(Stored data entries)
□ □ □ □ □ □ □

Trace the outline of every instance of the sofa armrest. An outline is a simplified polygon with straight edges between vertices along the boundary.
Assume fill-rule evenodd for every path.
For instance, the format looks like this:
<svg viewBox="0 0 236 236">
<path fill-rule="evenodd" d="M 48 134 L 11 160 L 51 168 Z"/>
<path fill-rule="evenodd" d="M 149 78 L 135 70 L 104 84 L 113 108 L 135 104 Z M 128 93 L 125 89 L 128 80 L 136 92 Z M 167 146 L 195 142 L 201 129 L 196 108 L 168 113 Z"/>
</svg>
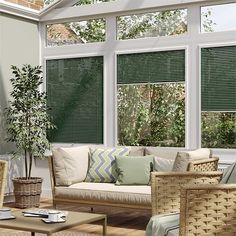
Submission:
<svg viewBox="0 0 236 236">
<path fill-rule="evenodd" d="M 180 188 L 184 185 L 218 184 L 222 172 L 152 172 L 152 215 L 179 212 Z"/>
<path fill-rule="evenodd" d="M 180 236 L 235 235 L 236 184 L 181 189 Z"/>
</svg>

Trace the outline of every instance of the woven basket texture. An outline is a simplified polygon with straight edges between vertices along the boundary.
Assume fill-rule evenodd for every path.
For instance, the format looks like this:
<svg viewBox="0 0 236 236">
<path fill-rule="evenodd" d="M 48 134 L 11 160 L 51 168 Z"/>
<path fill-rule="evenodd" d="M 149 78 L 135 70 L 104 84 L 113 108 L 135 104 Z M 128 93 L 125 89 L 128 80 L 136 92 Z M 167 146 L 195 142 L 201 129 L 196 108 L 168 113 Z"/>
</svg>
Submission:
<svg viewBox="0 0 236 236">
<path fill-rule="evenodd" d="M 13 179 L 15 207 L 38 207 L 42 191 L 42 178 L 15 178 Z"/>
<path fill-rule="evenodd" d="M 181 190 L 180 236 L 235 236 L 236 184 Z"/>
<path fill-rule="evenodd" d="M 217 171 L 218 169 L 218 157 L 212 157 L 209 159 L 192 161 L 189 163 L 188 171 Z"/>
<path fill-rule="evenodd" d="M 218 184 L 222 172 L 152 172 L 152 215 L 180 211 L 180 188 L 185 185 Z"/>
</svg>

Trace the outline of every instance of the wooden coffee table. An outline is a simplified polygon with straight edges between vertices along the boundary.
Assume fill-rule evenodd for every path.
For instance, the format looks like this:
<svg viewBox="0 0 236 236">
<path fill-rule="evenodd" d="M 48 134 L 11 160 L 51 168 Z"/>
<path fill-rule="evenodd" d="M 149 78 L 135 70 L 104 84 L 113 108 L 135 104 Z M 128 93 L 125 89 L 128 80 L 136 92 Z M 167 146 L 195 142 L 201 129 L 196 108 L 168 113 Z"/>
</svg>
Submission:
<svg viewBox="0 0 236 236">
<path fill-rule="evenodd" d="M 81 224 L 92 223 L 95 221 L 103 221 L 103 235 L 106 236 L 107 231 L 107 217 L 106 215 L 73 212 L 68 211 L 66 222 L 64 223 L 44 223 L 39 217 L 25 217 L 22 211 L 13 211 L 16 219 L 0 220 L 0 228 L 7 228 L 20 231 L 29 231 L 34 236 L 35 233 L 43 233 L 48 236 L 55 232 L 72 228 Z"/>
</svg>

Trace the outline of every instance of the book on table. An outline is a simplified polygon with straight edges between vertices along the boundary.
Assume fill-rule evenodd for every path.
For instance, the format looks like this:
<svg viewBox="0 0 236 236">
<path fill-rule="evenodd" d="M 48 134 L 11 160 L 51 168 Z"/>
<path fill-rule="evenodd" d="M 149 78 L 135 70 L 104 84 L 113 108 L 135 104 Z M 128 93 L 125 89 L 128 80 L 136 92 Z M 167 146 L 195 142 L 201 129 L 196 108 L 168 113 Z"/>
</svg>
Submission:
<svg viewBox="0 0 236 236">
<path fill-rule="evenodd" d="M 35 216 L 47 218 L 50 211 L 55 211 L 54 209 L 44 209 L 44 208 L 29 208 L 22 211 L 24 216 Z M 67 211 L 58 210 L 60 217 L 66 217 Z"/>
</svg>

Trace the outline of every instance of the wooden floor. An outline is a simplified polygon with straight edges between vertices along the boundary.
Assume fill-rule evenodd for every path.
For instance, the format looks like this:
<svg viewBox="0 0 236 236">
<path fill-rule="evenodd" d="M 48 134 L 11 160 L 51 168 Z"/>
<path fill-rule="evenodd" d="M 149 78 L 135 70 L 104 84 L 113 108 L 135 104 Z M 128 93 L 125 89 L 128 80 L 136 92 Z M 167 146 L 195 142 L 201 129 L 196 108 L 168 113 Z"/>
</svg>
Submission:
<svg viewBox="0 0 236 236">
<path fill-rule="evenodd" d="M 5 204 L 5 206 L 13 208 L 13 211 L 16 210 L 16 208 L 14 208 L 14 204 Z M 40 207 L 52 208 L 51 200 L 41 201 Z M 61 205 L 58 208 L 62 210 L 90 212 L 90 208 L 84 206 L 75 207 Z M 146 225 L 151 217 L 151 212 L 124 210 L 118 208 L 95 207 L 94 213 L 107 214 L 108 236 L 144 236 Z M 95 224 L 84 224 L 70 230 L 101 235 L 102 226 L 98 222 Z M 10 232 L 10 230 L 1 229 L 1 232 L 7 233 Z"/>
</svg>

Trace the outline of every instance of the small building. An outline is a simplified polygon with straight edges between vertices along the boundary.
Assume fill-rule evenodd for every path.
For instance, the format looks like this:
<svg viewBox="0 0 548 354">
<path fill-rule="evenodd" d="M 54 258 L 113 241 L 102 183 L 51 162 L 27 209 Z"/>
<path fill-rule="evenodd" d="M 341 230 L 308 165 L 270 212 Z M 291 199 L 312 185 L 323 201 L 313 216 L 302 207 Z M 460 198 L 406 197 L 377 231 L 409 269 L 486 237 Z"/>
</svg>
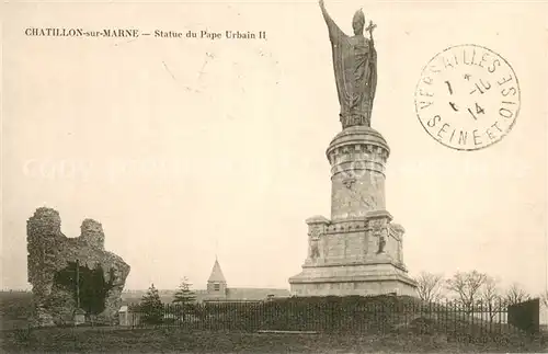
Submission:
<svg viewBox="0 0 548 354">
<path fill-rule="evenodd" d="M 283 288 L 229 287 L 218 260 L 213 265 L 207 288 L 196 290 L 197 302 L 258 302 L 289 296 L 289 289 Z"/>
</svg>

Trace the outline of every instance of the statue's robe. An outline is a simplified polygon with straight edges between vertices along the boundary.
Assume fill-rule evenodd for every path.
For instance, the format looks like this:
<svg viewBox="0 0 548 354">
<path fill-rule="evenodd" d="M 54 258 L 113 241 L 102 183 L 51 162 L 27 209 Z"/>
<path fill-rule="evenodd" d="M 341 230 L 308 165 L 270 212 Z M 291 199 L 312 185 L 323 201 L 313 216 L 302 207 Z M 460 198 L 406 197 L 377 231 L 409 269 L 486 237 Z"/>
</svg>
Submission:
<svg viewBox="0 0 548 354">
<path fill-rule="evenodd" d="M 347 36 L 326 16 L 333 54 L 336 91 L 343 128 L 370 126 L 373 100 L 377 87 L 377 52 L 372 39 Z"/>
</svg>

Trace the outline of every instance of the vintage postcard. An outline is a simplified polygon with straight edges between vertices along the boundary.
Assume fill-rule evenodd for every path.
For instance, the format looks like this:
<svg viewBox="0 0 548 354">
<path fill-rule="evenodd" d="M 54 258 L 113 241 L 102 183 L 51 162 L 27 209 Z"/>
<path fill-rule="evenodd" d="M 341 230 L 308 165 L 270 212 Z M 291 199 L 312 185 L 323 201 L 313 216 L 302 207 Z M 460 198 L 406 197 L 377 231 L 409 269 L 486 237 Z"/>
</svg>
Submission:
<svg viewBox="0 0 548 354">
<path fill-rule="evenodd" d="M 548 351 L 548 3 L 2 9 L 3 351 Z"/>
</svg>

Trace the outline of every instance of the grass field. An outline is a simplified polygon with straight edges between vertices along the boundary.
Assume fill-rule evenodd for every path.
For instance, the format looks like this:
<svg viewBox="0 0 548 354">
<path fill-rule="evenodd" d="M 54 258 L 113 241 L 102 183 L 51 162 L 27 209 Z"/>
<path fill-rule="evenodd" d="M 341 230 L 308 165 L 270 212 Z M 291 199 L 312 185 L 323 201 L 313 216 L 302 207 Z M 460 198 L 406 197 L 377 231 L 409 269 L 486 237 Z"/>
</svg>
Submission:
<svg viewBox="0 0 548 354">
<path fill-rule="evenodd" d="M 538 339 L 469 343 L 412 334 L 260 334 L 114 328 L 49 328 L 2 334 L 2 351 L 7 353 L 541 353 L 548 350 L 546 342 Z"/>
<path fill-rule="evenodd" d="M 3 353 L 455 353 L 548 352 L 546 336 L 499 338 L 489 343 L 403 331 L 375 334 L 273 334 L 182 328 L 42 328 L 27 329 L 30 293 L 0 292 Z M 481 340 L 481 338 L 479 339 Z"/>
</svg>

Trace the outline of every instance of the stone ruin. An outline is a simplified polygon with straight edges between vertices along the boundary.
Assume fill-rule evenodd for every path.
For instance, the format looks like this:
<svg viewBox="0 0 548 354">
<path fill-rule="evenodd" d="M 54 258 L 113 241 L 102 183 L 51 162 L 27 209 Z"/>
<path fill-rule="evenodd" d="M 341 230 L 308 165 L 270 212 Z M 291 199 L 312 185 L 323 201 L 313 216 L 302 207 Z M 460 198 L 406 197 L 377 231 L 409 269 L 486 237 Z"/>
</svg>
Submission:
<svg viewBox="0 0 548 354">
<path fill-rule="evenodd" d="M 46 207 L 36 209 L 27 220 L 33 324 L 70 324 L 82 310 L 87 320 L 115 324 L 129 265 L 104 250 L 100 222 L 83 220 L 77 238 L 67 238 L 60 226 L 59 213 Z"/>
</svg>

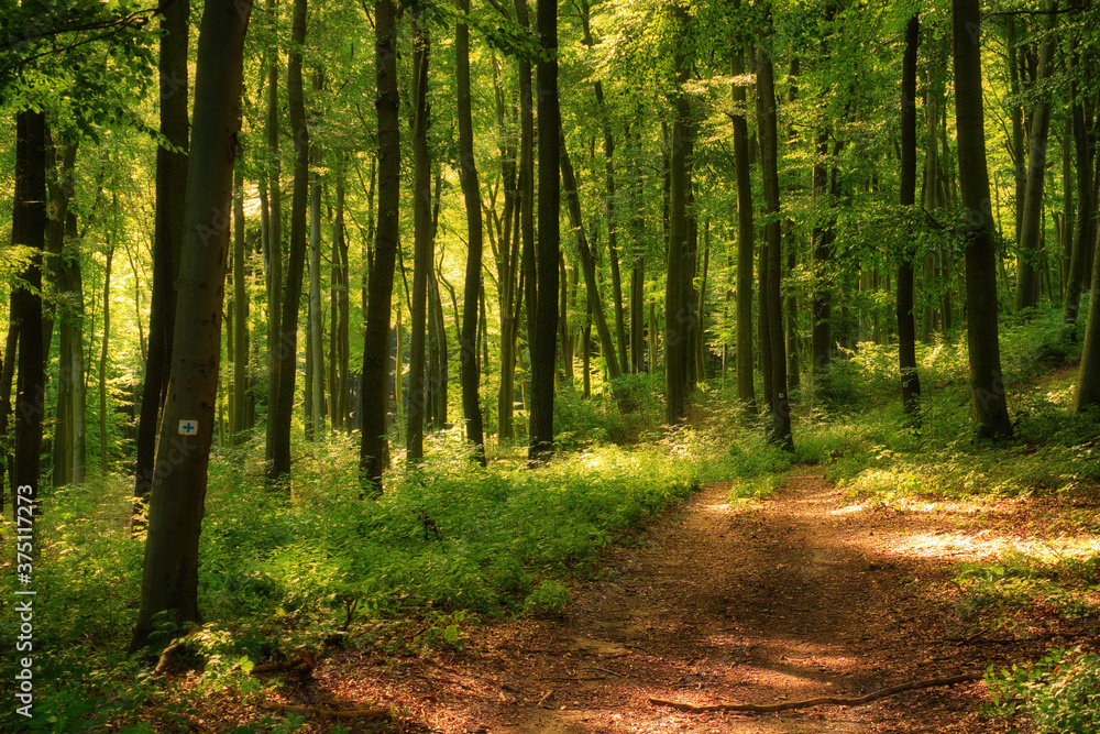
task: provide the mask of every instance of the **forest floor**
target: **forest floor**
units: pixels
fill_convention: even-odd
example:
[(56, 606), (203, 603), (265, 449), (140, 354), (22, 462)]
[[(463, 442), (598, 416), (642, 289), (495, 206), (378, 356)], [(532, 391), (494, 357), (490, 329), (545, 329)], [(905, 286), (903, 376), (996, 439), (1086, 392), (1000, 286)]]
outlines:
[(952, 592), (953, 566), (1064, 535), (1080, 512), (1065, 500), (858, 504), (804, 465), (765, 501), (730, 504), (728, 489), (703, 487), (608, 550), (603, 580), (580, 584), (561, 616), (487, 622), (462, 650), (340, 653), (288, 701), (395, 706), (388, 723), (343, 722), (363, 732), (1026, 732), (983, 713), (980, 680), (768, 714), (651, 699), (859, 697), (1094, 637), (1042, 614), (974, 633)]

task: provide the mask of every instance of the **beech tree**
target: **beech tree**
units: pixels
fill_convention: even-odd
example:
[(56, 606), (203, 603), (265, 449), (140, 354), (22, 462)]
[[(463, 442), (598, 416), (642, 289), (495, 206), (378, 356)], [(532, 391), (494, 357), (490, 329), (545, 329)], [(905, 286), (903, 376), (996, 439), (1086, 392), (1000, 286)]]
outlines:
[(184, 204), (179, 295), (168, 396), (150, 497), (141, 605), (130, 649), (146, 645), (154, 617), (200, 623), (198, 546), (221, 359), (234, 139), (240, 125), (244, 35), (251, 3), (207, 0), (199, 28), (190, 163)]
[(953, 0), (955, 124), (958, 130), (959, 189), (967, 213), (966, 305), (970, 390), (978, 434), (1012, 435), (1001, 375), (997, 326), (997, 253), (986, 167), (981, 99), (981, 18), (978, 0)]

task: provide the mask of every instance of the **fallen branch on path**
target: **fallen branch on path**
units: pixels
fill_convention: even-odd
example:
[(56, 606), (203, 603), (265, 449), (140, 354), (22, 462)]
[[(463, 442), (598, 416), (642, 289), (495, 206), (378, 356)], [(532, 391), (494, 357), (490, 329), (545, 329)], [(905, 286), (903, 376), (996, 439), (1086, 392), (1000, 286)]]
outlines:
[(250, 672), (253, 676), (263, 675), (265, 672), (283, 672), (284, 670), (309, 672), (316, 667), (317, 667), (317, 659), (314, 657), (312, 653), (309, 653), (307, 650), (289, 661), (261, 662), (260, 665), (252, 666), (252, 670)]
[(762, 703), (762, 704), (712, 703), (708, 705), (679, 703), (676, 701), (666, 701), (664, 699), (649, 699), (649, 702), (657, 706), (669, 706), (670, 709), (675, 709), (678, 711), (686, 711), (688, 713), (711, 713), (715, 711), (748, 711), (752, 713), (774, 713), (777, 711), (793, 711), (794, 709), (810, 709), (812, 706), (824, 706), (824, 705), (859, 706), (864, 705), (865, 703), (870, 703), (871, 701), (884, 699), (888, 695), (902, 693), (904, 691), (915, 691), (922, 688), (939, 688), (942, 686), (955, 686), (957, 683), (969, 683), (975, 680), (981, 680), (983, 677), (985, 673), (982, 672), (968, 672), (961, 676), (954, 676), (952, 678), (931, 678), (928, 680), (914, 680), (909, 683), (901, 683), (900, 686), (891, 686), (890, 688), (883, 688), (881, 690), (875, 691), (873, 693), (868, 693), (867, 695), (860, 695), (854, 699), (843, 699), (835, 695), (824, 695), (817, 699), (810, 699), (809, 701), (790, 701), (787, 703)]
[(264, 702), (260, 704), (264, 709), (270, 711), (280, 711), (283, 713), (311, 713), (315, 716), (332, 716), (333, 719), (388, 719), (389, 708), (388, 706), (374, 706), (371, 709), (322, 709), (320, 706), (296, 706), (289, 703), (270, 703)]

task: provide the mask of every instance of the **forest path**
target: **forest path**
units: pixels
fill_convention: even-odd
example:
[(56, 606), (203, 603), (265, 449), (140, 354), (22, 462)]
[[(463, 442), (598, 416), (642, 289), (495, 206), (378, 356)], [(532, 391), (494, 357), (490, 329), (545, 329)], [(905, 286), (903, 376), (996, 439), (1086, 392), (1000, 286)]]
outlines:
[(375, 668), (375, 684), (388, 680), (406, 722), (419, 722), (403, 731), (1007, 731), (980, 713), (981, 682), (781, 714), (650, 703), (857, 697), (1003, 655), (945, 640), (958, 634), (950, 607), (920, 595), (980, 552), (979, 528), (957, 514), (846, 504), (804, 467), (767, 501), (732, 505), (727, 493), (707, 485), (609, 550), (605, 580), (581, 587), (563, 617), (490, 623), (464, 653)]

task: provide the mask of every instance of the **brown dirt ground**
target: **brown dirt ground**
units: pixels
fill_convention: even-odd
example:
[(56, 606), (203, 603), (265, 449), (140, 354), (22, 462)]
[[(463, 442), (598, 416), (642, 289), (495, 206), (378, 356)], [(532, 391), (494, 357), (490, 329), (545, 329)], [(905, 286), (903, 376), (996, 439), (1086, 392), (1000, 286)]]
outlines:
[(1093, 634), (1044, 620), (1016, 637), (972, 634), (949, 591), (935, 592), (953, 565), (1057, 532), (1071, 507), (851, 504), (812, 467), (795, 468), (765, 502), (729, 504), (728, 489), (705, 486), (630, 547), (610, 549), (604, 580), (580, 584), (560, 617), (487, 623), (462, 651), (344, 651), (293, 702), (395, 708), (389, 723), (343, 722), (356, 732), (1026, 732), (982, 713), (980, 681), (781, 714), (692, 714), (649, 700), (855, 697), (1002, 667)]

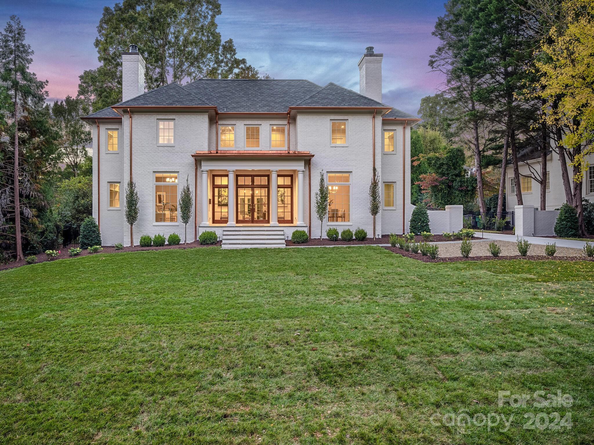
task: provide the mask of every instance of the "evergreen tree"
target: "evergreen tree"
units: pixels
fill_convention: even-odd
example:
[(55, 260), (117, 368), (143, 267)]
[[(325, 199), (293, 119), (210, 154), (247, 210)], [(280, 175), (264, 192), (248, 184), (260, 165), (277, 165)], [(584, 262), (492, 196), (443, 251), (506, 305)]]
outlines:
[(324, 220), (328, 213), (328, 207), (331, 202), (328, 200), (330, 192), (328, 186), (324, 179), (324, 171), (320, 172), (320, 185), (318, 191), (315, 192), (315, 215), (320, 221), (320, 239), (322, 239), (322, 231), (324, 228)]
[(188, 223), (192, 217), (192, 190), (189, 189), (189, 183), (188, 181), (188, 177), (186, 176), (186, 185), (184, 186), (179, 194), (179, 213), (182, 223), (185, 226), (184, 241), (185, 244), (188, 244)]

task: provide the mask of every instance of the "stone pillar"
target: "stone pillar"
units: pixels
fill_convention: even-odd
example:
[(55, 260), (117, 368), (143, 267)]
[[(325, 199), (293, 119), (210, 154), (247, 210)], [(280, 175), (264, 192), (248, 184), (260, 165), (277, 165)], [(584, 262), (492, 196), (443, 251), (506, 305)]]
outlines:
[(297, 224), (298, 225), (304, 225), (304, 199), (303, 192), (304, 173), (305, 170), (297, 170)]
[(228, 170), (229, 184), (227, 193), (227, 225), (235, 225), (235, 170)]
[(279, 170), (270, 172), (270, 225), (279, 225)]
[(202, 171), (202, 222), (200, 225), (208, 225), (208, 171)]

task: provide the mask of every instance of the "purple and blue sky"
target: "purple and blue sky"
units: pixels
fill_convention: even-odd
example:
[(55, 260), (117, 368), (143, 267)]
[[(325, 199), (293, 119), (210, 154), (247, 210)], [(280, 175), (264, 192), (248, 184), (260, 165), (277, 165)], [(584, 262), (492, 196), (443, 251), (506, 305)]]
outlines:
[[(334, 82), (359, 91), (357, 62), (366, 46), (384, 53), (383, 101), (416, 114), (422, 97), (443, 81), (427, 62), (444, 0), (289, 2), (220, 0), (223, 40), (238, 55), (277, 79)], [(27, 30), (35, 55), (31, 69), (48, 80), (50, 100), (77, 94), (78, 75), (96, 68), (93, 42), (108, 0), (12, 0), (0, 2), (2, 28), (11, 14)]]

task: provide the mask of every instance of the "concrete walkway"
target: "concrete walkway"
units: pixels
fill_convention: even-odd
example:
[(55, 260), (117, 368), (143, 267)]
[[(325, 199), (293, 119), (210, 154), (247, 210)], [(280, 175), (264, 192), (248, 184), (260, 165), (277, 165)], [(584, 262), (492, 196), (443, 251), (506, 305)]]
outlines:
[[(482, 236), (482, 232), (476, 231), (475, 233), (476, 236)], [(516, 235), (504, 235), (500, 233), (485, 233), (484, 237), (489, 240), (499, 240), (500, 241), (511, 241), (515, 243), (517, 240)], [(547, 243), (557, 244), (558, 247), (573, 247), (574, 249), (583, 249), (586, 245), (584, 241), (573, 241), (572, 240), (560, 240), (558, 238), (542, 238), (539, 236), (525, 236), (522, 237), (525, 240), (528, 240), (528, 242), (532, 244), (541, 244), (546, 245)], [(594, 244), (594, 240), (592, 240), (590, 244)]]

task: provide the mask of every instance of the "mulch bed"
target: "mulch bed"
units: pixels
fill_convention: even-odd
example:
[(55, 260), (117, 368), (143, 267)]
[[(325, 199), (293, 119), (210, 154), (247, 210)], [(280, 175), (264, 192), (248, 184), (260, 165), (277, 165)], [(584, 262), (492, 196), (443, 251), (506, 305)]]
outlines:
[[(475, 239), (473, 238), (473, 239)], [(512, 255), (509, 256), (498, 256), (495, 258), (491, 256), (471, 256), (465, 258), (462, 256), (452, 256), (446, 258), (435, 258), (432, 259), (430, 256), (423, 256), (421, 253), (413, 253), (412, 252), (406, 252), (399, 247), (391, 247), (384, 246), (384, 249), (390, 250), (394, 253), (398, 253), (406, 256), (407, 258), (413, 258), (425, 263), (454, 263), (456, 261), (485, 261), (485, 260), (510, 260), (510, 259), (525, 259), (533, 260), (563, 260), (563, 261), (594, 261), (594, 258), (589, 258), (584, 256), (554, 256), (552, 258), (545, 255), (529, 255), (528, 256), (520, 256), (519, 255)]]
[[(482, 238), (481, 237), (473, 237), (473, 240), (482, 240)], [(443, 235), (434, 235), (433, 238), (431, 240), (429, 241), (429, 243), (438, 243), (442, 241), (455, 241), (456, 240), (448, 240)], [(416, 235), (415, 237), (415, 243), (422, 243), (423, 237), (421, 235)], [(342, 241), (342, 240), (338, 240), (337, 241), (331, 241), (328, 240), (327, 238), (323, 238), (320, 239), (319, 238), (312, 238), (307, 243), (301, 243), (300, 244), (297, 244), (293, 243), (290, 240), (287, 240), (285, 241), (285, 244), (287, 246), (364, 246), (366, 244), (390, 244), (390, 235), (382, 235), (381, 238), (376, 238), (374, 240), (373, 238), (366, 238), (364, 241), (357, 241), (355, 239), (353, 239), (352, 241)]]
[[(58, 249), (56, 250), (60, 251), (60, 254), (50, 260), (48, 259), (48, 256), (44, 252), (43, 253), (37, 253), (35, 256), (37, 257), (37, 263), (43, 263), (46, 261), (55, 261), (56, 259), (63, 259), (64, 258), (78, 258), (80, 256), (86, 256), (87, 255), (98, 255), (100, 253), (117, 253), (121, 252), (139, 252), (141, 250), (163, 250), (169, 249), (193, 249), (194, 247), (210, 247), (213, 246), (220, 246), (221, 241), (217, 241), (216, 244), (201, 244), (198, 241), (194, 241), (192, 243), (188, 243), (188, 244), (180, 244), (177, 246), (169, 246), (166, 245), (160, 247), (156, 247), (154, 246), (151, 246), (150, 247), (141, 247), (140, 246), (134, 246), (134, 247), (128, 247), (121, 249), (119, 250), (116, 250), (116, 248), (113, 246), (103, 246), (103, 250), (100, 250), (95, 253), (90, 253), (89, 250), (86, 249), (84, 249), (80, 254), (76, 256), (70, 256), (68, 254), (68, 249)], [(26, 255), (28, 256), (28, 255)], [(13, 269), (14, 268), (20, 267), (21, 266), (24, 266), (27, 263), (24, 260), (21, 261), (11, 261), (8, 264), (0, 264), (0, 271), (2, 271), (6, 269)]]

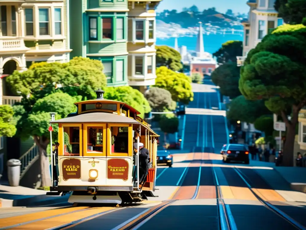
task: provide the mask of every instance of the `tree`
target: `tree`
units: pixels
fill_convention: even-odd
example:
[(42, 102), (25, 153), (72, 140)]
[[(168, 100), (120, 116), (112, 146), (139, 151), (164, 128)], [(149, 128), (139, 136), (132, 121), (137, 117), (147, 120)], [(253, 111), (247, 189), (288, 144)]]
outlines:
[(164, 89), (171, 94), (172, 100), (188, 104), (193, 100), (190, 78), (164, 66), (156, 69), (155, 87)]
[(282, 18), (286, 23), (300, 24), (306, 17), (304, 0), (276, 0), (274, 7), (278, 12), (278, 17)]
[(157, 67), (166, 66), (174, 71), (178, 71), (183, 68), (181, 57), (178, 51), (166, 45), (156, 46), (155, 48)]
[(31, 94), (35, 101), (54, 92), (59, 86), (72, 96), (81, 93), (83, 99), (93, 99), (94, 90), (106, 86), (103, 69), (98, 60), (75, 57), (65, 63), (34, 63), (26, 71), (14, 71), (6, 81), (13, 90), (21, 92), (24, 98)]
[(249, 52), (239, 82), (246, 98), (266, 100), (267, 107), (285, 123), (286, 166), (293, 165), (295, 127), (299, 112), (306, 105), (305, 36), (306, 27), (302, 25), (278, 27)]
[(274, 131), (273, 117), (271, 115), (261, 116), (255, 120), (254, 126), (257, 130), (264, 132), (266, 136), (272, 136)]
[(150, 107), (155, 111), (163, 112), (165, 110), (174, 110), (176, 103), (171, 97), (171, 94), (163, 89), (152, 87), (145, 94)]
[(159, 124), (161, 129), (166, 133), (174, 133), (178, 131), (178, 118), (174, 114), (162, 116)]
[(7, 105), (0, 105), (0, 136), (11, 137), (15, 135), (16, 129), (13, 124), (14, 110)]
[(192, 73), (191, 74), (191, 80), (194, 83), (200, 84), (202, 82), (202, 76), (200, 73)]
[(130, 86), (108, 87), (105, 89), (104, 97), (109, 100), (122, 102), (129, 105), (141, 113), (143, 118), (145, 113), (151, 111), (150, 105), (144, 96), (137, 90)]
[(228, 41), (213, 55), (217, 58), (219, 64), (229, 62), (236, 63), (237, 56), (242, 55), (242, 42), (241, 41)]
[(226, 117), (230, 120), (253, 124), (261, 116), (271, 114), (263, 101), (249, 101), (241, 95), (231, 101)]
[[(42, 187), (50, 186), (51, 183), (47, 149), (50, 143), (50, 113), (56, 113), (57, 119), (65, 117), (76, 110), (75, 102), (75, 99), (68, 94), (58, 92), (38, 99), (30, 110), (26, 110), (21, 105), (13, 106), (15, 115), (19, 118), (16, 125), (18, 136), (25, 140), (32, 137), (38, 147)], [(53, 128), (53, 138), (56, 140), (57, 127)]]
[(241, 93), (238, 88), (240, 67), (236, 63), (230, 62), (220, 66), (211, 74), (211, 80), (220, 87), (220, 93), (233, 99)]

□ □ □ □ □ □ □

Problem to solve
Update the stretch from the line containing "task: provide the mask of every instance of the **forest path**" through the line containing "697), (1002, 667)]" by replacing "forest path" with "woodland trail", leaving everything else unchanged.

Correct output
task: provide the mask of every instance of the **woodland trail**
target: **woodland trail**
units: pixels
fill_convention: even-odd
example:
[(56, 606), (203, 603), (265, 449), (140, 354), (22, 462)]
[[(463, 442), (598, 416), (642, 289), (495, 206), (378, 356)], [(532, 391), (494, 357), (490, 329), (545, 329)], [(905, 286), (903, 376), (996, 439), (1086, 392), (1000, 286)]]
outlines:
[(375, 668), (375, 684), (388, 680), (406, 722), (419, 722), (403, 731), (1007, 731), (980, 713), (981, 682), (781, 714), (650, 703), (857, 697), (1003, 655), (945, 640), (958, 634), (950, 607), (920, 595), (980, 552), (979, 528), (957, 514), (846, 504), (804, 467), (767, 501), (732, 505), (727, 493), (707, 485), (609, 550), (605, 580), (581, 587), (563, 617), (490, 623), (464, 653)]

task: provide the mask of every instance of the **brown dirt ground**
target: **brown dirt ground**
units: pixels
fill_convention: even-odd
example:
[(56, 606), (203, 603), (265, 449), (140, 354), (22, 462)]
[[(463, 442), (598, 416), (642, 289), (495, 206), (378, 356)], [(532, 391), (494, 357), (490, 329), (545, 329)], [(905, 286), (903, 376), (996, 439), (1086, 392), (1000, 286)]]
outlines:
[(1093, 634), (1044, 620), (1016, 637), (972, 634), (949, 591), (935, 592), (953, 565), (1057, 532), (1071, 507), (851, 504), (812, 467), (795, 468), (765, 502), (729, 504), (728, 489), (705, 486), (630, 547), (610, 549), (604, 580), (580, 584), (560, 617), (487, 623), (462, 651), (344, 651), (293, 702), (395, 708), (389, 723), (343, 722), (356, 732), (1026, 732), (982, 713), (980, 681), (781, 714), (692, 714), (649, 700), (855, 697), (1002, 667)]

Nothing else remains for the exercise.